### INFORMATION SUPPLIED
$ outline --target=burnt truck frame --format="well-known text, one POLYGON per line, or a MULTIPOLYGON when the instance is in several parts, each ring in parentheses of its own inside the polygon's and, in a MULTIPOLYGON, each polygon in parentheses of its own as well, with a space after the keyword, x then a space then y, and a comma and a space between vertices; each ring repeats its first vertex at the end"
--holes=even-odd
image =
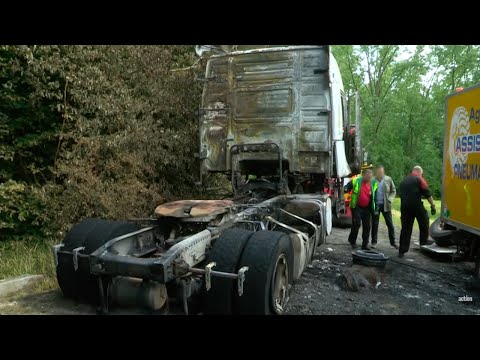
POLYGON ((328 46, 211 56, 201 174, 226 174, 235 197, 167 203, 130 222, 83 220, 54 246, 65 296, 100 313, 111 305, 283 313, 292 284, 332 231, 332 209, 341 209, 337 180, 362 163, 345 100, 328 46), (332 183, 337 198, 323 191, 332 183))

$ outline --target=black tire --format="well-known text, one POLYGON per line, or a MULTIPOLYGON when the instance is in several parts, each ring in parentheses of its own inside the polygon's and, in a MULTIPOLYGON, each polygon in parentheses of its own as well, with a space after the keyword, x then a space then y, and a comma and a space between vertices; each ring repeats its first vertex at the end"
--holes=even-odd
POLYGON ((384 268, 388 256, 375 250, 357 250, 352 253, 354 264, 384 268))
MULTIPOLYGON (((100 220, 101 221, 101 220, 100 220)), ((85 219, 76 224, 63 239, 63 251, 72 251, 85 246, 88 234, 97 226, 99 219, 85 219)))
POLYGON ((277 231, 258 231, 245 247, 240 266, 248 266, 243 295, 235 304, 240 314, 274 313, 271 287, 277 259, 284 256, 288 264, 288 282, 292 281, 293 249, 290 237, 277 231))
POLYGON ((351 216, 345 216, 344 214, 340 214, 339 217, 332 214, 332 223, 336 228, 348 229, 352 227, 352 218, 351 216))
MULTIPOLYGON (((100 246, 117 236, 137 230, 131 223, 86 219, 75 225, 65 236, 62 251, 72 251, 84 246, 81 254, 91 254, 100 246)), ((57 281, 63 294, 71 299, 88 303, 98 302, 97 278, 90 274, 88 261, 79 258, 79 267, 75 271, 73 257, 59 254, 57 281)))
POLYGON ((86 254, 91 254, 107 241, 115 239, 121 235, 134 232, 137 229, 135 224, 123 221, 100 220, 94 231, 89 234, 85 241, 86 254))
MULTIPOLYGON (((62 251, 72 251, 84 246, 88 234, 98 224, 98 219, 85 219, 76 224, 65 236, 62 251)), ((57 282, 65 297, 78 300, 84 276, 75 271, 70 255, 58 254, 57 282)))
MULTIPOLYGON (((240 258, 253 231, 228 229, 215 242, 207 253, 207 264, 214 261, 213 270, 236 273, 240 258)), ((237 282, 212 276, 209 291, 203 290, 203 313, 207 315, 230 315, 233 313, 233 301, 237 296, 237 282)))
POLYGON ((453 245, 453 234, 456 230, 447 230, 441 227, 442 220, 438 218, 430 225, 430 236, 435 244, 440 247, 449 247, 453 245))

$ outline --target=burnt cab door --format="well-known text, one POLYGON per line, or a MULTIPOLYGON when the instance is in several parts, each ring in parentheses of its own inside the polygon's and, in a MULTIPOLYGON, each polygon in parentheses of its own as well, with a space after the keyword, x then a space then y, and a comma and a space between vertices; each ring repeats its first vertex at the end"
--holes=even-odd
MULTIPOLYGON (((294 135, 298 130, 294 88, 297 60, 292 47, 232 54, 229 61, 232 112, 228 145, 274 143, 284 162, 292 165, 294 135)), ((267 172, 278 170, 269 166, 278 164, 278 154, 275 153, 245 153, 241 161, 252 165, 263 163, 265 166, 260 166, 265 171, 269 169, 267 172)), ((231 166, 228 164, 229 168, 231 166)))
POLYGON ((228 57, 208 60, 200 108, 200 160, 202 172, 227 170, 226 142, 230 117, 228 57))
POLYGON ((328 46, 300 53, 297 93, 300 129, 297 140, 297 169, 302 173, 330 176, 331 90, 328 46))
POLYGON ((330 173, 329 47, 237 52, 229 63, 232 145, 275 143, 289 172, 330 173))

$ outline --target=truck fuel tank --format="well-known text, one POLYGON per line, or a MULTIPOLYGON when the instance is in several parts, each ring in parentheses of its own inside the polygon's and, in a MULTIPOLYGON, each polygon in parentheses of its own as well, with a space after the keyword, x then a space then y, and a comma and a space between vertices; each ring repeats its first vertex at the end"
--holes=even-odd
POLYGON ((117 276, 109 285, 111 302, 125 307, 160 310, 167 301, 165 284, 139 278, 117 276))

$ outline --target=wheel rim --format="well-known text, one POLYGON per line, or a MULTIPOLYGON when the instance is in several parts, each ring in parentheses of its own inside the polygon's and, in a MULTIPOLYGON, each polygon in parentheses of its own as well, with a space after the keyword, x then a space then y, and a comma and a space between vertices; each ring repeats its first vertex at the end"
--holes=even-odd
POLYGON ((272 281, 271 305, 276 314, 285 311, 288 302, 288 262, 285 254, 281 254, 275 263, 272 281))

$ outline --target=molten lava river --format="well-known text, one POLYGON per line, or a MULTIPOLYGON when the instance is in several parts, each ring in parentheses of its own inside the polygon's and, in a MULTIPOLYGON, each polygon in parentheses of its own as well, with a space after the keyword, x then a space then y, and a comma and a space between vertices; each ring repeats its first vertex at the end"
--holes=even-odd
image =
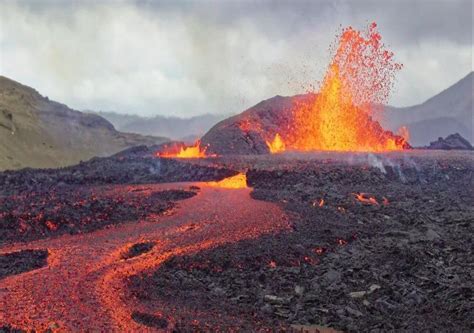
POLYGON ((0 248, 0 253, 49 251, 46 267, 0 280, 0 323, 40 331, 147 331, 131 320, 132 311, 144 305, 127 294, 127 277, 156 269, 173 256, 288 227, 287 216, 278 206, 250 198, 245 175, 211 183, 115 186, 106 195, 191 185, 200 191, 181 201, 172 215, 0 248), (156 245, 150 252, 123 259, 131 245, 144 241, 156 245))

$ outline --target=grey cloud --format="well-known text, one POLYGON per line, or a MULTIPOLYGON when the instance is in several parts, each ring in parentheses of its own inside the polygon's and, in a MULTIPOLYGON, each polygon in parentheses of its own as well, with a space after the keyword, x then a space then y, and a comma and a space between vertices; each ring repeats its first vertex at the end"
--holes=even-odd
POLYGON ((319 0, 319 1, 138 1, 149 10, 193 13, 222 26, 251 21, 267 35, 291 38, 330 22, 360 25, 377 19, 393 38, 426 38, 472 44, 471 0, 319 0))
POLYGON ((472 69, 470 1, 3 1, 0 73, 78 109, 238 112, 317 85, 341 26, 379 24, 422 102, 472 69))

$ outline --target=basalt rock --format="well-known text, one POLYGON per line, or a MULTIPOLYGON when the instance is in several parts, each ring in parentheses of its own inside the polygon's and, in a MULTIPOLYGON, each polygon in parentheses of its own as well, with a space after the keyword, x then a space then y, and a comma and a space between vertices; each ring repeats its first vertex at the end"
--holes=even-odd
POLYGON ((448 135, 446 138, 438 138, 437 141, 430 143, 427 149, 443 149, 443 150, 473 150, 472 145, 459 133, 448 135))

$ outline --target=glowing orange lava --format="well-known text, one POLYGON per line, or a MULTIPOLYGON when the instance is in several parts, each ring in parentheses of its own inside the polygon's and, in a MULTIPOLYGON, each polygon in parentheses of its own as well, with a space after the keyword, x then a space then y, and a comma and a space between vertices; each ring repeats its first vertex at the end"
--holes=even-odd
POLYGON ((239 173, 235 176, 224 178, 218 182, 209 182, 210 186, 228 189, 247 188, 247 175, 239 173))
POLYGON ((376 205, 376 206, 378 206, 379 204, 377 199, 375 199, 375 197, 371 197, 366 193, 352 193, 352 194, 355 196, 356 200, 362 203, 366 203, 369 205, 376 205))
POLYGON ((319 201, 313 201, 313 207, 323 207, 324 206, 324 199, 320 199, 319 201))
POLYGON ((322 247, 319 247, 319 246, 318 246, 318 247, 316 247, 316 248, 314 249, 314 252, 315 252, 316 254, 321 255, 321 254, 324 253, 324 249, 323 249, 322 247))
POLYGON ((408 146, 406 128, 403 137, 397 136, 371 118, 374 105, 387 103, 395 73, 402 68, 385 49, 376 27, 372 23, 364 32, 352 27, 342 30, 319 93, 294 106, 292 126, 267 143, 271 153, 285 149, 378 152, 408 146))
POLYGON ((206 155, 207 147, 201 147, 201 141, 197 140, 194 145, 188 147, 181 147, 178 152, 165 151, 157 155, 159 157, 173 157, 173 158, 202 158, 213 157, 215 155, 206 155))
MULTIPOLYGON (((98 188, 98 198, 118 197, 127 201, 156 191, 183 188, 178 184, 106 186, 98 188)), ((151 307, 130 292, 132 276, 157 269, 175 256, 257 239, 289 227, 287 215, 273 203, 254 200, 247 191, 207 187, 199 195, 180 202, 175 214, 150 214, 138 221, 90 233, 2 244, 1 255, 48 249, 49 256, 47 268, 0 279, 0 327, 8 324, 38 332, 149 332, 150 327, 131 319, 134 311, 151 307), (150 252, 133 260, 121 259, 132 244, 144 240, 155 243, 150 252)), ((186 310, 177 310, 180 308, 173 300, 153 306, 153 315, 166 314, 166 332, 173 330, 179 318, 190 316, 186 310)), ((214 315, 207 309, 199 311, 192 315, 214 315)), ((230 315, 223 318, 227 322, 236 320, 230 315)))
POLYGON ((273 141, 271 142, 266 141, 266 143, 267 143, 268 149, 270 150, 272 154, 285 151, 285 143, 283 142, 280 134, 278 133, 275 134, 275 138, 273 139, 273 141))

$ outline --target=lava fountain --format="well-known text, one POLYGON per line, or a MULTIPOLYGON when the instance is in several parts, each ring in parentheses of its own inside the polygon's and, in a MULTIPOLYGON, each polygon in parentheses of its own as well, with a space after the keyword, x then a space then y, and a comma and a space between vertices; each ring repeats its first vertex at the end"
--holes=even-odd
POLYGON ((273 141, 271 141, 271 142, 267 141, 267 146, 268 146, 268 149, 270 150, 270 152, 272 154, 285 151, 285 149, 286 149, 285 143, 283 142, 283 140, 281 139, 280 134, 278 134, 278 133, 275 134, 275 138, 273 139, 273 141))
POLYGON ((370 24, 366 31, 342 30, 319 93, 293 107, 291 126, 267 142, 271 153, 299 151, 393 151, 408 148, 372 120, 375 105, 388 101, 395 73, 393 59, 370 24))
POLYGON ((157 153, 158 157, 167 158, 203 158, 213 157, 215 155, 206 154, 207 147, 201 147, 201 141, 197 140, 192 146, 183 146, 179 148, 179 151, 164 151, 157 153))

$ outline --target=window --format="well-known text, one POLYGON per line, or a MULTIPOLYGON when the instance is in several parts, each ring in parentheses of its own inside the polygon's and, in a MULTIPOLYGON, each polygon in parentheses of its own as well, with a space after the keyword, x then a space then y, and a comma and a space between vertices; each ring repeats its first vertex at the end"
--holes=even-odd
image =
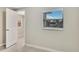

### ACTIVITY
Nothing but the lines from the beginning of the material above through the line containing "outline --target=black tire" should appear in the answer, copied exactly and free of pictures.

### SOLUTION TO THIS TASK
$ outline --target=burnt truck frame --format="well-known text, one POLYGON per line, or a MULTIPOLYGON when the instance is in several parts, each ring in parentheses of its own inside the polygon's and, in a MULTIPOLYGON, each polygon in parentheses of its own as well, with a space after the keyword, x then a space then y, and a comma and a space between vertices; each ring repeats its first vertex at the end"
--holes=even-odd
image =
POLYGON ((328 46, 211 56, 201 174, 226 174, 235 197, 167 203, 130 222, 83 220, 54 246, 65 296, 100 313, 111 305, 283 313, 292 284, 332 231, 332 209, 341 209, 337 180, 362 163, 345 100, 328 46), (332 183, 337 198, 323 191, 332 183))

$ outline --target=black tire --format="well-known text, one POLYGON per line, or a MULTIPOLYGON when the instance is in several parts, each ring in parentheses of its own inside the polygon's and, in a MULTIPOLYGON, each polygon in parentheses of its own as well, with a space after the keyword, x then a space then y, and a comma and a space between vertices; each ring repeats its first vertex at the end"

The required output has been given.